▶ WORK INSTRUCTIONS:
Locate the line containing "target | dry stone wall" in the material below; repeat it and every line after it, exactly as written.

[Location identification entries]
* BEGIN *

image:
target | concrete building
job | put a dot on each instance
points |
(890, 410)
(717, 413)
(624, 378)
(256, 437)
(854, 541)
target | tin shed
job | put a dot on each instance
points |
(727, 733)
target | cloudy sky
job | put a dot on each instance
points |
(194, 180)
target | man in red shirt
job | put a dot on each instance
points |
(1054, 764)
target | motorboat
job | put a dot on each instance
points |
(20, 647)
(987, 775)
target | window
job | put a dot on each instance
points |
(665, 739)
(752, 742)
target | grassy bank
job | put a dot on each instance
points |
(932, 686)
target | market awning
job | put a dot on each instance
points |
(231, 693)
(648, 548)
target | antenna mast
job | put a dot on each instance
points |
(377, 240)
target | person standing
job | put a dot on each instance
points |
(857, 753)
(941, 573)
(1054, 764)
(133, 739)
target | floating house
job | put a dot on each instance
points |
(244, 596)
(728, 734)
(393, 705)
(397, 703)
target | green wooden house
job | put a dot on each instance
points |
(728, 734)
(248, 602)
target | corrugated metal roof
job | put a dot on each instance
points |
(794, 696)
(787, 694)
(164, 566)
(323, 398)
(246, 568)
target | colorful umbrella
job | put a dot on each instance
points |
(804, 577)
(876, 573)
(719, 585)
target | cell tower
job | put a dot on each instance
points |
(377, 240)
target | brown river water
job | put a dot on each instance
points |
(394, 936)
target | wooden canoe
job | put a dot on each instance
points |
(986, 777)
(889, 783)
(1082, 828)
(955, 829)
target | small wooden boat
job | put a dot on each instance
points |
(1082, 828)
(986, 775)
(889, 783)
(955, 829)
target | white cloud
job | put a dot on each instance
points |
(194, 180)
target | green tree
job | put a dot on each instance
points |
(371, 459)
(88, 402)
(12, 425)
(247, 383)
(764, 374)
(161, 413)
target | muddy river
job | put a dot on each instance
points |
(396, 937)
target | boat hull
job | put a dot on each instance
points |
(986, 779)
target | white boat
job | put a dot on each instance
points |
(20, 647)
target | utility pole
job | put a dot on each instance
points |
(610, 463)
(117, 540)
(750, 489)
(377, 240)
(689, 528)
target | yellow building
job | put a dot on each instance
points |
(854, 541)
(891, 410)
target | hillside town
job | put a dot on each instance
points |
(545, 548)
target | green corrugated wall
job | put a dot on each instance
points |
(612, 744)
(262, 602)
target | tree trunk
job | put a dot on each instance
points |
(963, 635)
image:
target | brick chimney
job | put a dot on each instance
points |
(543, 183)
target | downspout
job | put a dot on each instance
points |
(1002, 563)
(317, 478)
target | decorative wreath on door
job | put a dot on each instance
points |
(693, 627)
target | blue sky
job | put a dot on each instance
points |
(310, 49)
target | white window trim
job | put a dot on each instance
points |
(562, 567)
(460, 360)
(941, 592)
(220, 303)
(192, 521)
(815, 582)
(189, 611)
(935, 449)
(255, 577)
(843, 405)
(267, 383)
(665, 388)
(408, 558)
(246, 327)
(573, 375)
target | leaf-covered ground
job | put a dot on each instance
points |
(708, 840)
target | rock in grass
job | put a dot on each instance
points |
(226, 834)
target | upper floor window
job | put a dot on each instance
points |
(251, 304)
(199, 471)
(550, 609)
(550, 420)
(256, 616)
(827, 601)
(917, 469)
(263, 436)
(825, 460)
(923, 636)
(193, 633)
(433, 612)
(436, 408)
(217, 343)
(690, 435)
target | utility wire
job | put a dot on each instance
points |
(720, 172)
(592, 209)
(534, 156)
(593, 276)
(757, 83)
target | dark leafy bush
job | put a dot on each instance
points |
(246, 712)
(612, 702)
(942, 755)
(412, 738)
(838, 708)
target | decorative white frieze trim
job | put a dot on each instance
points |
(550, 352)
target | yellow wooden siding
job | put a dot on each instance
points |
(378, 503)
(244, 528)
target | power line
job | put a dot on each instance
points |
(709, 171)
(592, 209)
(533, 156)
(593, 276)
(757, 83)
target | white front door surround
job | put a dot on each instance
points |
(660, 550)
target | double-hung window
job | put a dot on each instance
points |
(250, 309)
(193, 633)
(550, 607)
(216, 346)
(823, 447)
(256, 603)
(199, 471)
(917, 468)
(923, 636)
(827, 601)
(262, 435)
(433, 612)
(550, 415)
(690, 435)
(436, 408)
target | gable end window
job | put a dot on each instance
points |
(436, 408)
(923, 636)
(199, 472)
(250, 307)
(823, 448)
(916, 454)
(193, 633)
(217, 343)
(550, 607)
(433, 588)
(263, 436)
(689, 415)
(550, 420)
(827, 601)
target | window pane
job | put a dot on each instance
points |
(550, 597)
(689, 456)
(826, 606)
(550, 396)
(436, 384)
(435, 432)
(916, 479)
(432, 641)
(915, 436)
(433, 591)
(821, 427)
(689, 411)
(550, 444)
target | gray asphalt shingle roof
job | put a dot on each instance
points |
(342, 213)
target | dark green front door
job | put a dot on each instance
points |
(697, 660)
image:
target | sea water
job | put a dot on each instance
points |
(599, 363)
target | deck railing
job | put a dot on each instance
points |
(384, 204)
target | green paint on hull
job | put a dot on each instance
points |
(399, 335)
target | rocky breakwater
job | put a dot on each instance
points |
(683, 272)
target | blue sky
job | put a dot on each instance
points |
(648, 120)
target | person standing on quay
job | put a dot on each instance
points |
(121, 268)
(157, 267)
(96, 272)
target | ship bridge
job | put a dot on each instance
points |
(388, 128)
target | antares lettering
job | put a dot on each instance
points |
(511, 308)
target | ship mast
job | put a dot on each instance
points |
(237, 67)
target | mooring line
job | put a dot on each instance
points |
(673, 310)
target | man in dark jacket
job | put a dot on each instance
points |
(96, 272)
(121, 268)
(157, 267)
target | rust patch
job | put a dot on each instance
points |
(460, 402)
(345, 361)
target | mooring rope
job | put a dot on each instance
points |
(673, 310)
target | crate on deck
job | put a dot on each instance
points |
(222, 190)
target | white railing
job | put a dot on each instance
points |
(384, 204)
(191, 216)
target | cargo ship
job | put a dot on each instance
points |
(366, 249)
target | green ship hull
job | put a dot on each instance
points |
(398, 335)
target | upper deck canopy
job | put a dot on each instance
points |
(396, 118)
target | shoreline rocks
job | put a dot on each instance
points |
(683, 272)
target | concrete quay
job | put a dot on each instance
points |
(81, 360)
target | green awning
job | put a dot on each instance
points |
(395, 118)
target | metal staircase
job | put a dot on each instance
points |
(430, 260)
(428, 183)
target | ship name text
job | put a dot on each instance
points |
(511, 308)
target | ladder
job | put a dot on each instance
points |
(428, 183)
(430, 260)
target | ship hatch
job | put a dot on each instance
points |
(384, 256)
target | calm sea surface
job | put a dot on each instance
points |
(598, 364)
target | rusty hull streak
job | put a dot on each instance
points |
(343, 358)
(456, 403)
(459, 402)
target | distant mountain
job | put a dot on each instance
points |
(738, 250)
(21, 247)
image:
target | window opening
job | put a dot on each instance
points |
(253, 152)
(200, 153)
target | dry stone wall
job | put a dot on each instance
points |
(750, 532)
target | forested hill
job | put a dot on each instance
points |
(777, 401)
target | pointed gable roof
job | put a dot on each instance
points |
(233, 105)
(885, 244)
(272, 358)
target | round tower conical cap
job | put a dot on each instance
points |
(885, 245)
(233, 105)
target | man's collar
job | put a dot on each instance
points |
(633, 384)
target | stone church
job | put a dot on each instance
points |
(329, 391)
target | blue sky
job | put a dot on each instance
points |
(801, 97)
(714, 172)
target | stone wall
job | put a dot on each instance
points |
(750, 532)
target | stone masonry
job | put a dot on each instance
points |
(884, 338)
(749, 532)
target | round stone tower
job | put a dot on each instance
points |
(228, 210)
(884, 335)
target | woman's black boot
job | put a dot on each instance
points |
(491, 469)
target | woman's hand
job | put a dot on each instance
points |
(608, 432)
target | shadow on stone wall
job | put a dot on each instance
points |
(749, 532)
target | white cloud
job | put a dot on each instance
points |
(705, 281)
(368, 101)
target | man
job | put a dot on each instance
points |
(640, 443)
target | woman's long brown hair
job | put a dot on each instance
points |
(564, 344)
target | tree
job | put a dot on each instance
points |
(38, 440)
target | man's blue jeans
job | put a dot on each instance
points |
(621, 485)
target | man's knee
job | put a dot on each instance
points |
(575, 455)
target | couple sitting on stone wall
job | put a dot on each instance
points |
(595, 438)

* END *

▶ FINAL RESULT:
target | dry stone wall
job | put a dot on each instance
points |
(750, 532)
target | forested hill
job | put a dot on each instance
points |
(777, 401)
target | pointed gable roof
job | put a dot on each instance
points |
(233, 105)
(885, 244)
(272, 358)
target | round tower conical cap
job | put a dot on each instance
points |
(885, 245)
(233, 105)
target | man's collar
job | put a dot on each instance
points |
(633, 384)
target | stone church
job | put a dot on each instance
points |
(329, 391)
target | blue sky
job | put a dot on each instance
points |
(801, 97)
(714, 172)
target | stone wall
job | put a dot on each instance
points |
(750, 532)
target | stone masonry
job | put a dot on each instance
points |
(884, 338)
(749, 532)
target | round stone tower
job | put a dot on each instance
points |
(228, 210)
(884, 335)
target | woman's black boot
job | put a dot on each instance
points |
(491, 469)
target | woman's hand
job | put a dot on each instance
points |
(608, 432)
target | shadow on stone wall
job | put a dot on each instance
points |
(749, 532)
target | white cloud
job | put a dot on each instance
points |
(705, 281)
(368, 101)
target | man
job | put a dot on each instance
points |
(640, 443)
target | woman's long brown hair
job | put a dot on each instance
points |
(564, 344)
target | tree
job | put a dot on each instance
points |
(38, 440)
target | man's blue jeans
job | put a dot on each instance
points |
(621, 485)
target | man's knee
job | put a dot on each instance
points |
(575, 455)
target | couple sitting on stone wall
job | put a dot on each instance
points |
(595, 438)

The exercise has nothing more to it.